Extrait du texte>
<<<<

Les licences Creative Commons, par exemple, offrent un jeu d’options  permettant d’obtenir une licence « ouverte », « libre » ou « copyleft ». Le tableau de comparaison des combinaisons possibles est un excellent outil pédagogique. Seule, une combinaison d’options permet de créer une licence copyleft. Une autre permet d’obtenir une licence libre (open data). Les quatre autres combinaisons donnent des licences ouvertes (open access). De fait, « autoriser la distribution libre, mais uniquement dans un cadre non commercial », ou « autoriser la distribution libre, mais pas la modification de l’œuvre initiale », sont des libertés conditionnelles qui rétrogradent une apparente licence libre en licence ouverte.

Les œuvres ou contenus libres sont des images, des textes, de la musique et des logiciels dont chacun peut distribuer autant de copies qu’il le souhaite, et aussi les modifier pour les améliorer. La notion d’œuvre libre assure donc la liberté d’expression seulement dans la mesure où elle permet la liberté de diffusion et de modification des informations contenues dans les œuvres et le cas échéant, la commercialisation.

>>>>

Entrées de données>

<<<<

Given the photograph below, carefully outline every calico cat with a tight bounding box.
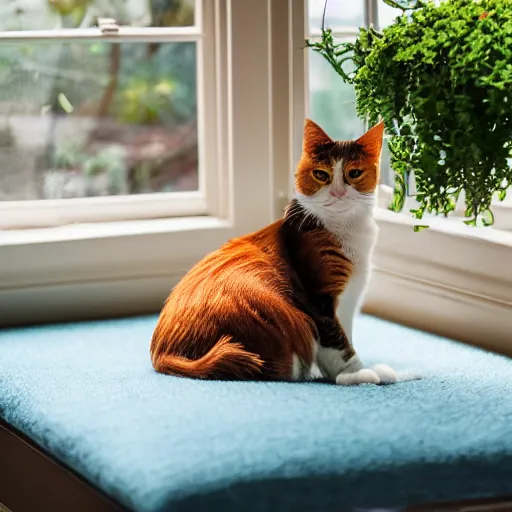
[150,119,397,385]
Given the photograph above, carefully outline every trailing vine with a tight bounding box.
[306,0,512,226]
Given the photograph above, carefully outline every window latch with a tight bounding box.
[98,18,119,36]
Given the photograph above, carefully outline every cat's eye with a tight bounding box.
[313,169,331,183]
[348,169,363,180]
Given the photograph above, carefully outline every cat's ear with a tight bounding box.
[302,119,333,155]
[356,121,384,159]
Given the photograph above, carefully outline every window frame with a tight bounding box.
[0,0,214,229]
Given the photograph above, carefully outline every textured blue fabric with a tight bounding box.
[0,316,512,512]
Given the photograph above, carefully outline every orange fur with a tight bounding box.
[150,120,383,380]
[151,221,315,380]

>>>>

Consigne 1>
Répondez à ces questions d'après le texte sur les licences libres :
(a) Combien de combinaisons d'options donnent des licences ouvertes ?
(b) Combien de combinaisons permettent de créer une licence copyleft ?
(c) Que chacun peut-il faire avec une œuvre libre ?
Consigne 2> Énumérez toutes les sortes d'œuvres ou de contenus libres que cite le texte sur les licences libres.
Consigne 3> Prolongez le texte sur les licences libres après sa dernière phrase.
Les items n'interviennent en rien ici.

Réponse correcte 1>
(a) Quatre combinaisons donnent des licences ouvertes (open access).
(b) Une seule combinaison permet de créer une licence copyleft.
(c) Chacun peut en distribuer autant de copies qu'il le souhaite et aussi la modifier pour l'améliorer.

Réponse correcte 2> Les images, les textes, la musique et les logiciels.

Réponse correcte 3>
Les licences ouvertes (open access), tout comme les licences libres (open data) dont elles dérivent et qu’elles englobent (poupées russes), facilitent la prolifération d’une œuvre en autorisant la copie et l’usage, mais sous certaines conditions. Alors que le courant de pensée qui sous-tend les licences libres (open data) est animé par une volonté éthique d’égalité, les licences ouvertes (open access) ont pour seul fondement de faciliter la diffusion, que ce soit dans une démarche d’équité ou simplement pour populariser une œuvre en limitant les frais publicitaires.

Selon Richard Stallman (père du logiciel libre dans les années 1980), « L’idée centrale du copyleft est de donner à quiconque la permission d’exécuter le logiciel, de le copier, de le modifier, et d’en distribuer des versions modifiées – mais pas la permission d’ajouter des restrictions de son cru. C’est ainsi que les libertés cruciales qui définissent le logiciel libre sont garanties pour quiconque en possède une copie ; elles deviennent des droits inaliénables. »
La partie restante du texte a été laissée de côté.